**RECORDS:**
===============

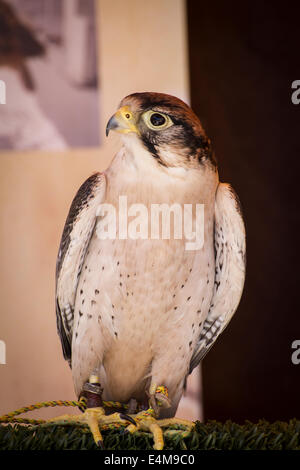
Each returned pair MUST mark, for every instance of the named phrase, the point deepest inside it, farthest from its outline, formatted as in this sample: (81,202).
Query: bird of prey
(137,314)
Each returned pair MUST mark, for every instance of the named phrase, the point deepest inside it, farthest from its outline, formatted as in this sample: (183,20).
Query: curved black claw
(127,418)
(101,445)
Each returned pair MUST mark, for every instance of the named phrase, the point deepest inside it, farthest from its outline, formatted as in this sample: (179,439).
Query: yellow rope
(81,404)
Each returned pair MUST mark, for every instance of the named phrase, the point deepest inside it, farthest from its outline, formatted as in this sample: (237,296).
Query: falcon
(136,315)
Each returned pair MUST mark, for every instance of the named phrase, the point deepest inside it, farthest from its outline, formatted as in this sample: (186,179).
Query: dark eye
(157,119)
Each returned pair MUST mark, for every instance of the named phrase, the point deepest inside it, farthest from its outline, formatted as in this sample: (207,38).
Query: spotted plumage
(145,311)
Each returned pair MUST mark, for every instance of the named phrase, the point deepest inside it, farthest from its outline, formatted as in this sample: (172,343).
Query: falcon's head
(166,127)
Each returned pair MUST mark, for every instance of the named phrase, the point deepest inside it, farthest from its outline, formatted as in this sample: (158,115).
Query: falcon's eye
(157,121)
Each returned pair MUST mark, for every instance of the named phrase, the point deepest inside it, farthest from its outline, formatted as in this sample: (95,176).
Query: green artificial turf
(209,436)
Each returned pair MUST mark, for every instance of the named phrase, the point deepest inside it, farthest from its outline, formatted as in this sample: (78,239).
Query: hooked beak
(122,121)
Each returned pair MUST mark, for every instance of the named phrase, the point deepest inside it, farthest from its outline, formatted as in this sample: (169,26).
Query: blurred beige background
(142,47)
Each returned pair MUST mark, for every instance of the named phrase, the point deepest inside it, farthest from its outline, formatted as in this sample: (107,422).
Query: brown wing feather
(79,226)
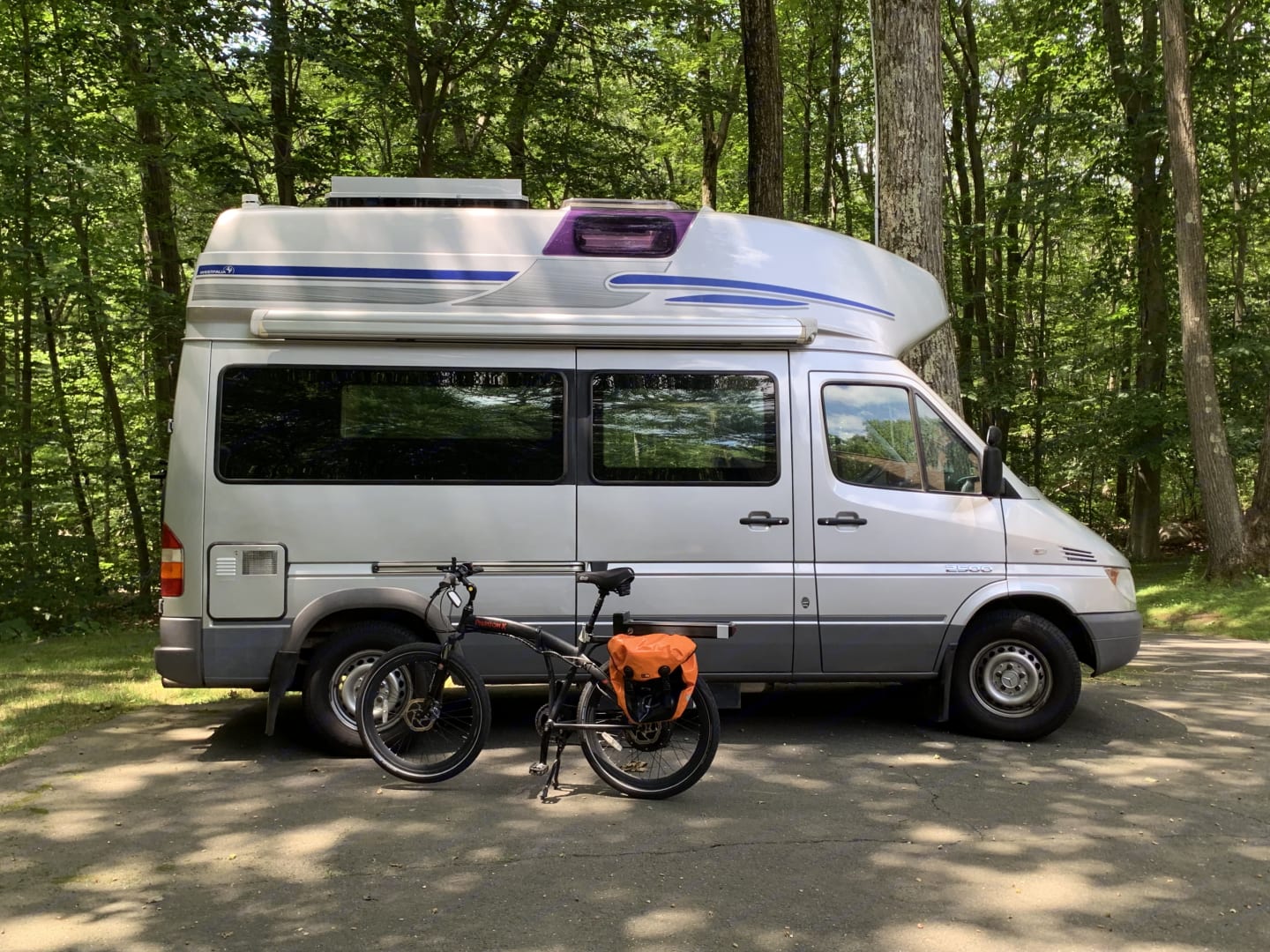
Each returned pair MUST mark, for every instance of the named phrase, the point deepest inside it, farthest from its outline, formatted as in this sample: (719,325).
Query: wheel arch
(1054,611)
(328,614)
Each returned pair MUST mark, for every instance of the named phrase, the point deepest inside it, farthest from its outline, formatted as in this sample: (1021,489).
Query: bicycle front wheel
(421,718)
(649,761)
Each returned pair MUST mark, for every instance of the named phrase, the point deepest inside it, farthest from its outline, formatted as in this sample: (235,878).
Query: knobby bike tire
(407,732)
(649,761)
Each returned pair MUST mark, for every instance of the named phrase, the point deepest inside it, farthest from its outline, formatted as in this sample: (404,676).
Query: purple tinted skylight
(619,233)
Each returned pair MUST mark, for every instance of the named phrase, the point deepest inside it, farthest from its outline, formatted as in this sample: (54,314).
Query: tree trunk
(68,433)
(714,126)
(909,104)
(833,117)
(1136,89)
(1213,465)
(1258,522)
(765,95)
(26,437)
(97,325)
(525,86)
(163,270)
(280,106)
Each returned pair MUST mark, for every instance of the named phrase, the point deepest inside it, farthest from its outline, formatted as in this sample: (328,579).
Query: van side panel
(178,658)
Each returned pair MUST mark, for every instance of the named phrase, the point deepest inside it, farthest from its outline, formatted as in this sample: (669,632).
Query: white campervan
(429,368)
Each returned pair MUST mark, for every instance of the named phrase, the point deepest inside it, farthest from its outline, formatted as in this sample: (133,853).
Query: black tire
(333,680)
(1015,677)
(407,732)
(649,761)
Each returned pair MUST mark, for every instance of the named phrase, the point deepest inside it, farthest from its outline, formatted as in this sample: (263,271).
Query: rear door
(684,475)
(902,534)
(372,465)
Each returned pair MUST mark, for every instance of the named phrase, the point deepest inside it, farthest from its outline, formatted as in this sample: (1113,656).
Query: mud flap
(941,697)
(280,674)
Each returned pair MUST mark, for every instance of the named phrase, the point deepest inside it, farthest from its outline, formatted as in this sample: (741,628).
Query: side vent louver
(260,562)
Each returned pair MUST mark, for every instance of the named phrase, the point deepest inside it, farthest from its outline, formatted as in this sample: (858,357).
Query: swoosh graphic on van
(681,280)
(735,300)
(305,271)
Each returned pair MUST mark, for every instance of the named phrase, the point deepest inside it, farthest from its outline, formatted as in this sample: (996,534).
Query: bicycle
(423,711)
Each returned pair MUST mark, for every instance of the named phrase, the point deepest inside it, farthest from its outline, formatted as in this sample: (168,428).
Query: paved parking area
(832,819)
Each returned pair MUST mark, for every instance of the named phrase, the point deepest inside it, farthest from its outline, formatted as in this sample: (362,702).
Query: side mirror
(992,482)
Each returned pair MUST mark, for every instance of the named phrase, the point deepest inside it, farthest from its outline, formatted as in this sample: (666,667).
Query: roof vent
(369,192)
(625,205)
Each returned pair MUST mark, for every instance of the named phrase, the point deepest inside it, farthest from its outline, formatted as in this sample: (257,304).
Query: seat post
(594,612)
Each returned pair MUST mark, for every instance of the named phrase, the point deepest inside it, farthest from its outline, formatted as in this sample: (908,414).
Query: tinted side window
(344,424)
(677,428)
(870,435)
(952,466)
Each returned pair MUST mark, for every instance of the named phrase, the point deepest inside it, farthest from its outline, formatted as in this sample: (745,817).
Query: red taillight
(172,569)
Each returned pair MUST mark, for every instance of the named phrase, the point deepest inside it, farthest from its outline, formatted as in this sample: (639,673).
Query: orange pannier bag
(653,675)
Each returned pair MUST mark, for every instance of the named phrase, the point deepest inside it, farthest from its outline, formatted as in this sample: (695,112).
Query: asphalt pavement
(832,819)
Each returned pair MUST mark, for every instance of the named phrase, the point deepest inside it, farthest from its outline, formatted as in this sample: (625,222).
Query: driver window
(870,435)
(952,466)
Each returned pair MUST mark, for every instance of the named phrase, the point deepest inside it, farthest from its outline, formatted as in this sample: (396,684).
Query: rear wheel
(422,718)
(649,761)
(334,678)
(1015,677)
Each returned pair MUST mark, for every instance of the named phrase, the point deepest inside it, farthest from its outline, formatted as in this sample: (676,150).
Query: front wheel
(1015,677)
(649,761)
(422,718)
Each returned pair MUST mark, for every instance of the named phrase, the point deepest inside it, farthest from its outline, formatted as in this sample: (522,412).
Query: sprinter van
(429,368)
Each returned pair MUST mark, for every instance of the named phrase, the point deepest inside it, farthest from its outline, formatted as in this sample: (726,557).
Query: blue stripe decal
(738,300)
(299,271)
(689,282)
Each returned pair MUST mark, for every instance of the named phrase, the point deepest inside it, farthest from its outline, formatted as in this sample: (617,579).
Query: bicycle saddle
(609,580)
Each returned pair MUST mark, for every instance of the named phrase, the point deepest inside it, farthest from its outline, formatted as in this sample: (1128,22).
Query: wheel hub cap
(1010,678)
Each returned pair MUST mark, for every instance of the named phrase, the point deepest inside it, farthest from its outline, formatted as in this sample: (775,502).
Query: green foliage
(78,677)
(1175,596)
(602,98)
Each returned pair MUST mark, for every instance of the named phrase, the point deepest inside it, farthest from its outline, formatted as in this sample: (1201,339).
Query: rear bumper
(1117,637)
(176,659)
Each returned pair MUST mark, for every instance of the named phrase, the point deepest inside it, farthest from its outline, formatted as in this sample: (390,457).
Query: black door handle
(842,519)
(765,518)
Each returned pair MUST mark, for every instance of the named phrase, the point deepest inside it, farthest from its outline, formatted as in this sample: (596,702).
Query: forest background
(127,126)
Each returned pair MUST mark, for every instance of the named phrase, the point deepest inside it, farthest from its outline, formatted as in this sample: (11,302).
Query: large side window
(950,465)
(873,441)
(870,435)
(363,424)
(684,428)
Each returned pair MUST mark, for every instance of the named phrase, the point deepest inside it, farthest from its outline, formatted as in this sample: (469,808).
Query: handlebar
(458,571)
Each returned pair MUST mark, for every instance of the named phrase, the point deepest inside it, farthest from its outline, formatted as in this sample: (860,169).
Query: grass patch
(66,682)
(1174,596)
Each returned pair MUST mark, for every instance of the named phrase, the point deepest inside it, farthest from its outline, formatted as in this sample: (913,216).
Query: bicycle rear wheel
(649,761)
(422,718)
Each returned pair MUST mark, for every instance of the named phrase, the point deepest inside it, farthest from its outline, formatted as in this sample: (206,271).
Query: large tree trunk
(909,104)
(1213,465)
(765,95)
(1136,89)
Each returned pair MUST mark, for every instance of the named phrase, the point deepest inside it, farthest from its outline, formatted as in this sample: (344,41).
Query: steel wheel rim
(1011,678)
(346,686)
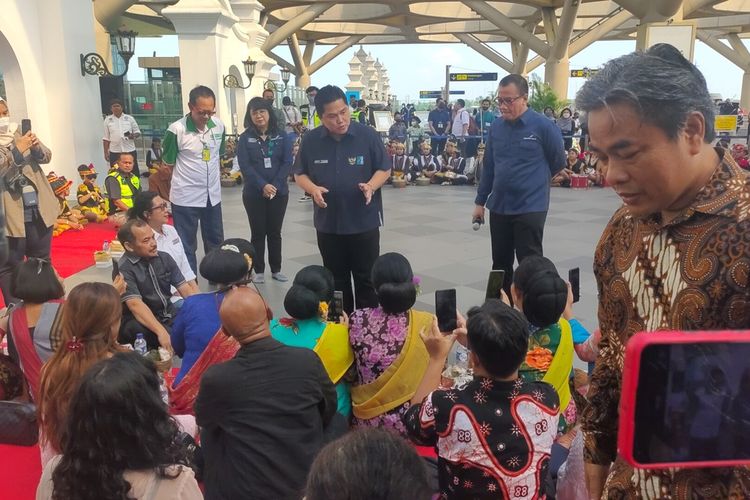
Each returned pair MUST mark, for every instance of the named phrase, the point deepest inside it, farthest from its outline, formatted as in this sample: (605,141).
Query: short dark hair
(499,336)
(35,282)
(660,85)
(519,81)
(200,91)
(258,103)
(327,95)
(224,267)
(544,292)
(142,203)
(368,463)
(311,286)
(393,280)
(125,233)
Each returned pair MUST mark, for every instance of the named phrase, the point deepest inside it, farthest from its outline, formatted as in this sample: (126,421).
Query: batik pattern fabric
(493,438)
(377,339)
(689,274)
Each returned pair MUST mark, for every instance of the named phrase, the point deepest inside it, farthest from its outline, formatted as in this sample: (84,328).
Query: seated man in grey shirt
(148,275)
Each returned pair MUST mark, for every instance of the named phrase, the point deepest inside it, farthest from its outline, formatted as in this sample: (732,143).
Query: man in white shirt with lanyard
(192,149)
(120,132)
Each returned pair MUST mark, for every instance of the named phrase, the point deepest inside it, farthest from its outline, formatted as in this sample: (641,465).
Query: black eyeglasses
(508,100)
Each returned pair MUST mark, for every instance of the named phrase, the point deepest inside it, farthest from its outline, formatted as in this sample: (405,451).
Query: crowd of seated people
(280,403)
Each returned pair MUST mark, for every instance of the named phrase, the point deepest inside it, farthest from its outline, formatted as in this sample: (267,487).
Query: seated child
(92,203)
(494,436)
(424,164)
(546,301)
(452,166)
(68,218)
(400,163)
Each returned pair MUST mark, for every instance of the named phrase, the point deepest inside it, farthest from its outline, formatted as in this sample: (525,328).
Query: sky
(415,67)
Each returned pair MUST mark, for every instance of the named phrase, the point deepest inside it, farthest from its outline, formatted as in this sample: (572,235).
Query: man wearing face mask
(439,121)
(30,205)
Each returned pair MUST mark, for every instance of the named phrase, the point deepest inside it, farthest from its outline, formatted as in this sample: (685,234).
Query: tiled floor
(431,226)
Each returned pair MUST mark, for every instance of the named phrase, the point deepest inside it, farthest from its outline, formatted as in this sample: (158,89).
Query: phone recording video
(445,310)
(574,278)
(495,284)
(336,308)
(686,400)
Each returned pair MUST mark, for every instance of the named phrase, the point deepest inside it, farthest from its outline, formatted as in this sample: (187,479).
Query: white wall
(46,37)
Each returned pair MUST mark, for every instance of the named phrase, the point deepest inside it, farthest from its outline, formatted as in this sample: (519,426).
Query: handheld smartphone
(445,310)
(336,309)
(686,400)
(495,284)
(574,278)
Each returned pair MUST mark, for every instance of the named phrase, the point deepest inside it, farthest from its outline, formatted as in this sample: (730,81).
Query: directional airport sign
(583,73)
(473,77)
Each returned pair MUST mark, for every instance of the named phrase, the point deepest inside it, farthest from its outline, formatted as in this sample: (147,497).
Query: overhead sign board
(583,73)
(473,77)
(725,123)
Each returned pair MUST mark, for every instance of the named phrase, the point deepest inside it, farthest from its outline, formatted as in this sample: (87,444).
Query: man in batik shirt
(493,437)
(674,257)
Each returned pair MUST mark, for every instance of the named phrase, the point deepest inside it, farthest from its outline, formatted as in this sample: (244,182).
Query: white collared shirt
(114,132)
(168,241)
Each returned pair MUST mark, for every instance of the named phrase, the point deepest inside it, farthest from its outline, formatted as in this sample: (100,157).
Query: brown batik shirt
(690,274)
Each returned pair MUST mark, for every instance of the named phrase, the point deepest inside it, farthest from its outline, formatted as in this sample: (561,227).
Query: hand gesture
(367,190)
(317,195)
(438,344)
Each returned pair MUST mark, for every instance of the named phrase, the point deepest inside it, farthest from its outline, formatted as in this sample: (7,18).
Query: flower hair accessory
(74,345)
(323,310)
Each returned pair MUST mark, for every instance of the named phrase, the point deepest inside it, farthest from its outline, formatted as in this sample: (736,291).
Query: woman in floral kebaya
(387,347)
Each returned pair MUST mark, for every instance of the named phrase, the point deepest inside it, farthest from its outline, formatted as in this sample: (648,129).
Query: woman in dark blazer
(265,160)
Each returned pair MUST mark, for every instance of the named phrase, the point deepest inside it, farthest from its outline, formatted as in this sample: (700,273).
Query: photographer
(30,205)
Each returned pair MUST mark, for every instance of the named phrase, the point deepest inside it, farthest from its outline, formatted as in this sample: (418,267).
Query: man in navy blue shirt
(439,121)
(342,165)
(523,151)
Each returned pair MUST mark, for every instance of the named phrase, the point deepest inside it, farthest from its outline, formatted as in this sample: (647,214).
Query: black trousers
(113,157)
(351,256)
(130,327)
(37,244)
(515,236)
(266,218)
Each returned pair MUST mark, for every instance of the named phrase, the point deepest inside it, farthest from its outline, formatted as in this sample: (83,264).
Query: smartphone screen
(25,126)
(574,278)
(692,403)
(445,310)
(336,309)
(495,284)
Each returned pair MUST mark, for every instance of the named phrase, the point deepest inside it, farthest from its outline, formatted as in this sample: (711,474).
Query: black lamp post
(231,81)
(93,64)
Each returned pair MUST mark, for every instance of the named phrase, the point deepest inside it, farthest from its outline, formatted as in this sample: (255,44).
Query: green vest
(126,193)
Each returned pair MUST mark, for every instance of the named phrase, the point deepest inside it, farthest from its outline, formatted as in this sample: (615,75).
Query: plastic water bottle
(140,344)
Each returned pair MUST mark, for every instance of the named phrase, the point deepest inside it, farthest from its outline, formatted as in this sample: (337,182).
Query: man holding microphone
(343,164)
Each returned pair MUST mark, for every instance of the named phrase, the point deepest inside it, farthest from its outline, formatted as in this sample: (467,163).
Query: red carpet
(20,470)
(73,251)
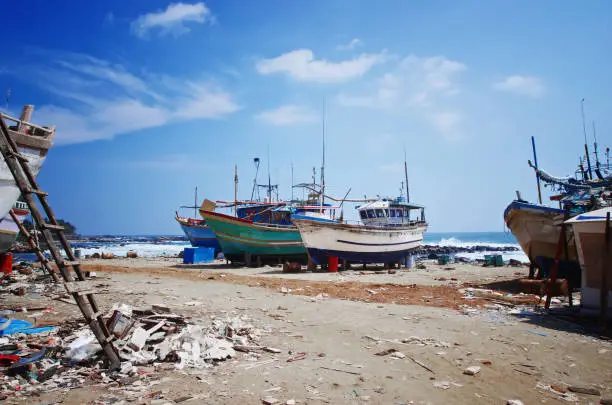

===============

Reproduce exactly the entries above, limited to the lines from the one with "this sample: (745,817)." through the one with "this sample: (625,222).", both included.

**WRITTEN ANSWER:**
Each returned pair MUST mark, for every instance of the named phrase, the point deepest inside it, farthest from its outline, formatted as in this sample: (745,817).
Query: red taillight
(172,569)
Each returned pair MUST mark, for every instance of the named phrase, the point deepest inside it, farthest from its outline, formatted as in this sample: (639,673).
Query: orange pannier bag
(653,675)
Each returned pair MUST mark, for every instance of the named phrase, the point deepest inside it, farthest from its outline, formatted as in this sample: (695,112).
Query: asphalt pavement
(832,819)
Each returned pair MUST mark, for every instance of the named phrase, the point deepest inside it, farthest from its outline, formatted as in this sample: (625,222).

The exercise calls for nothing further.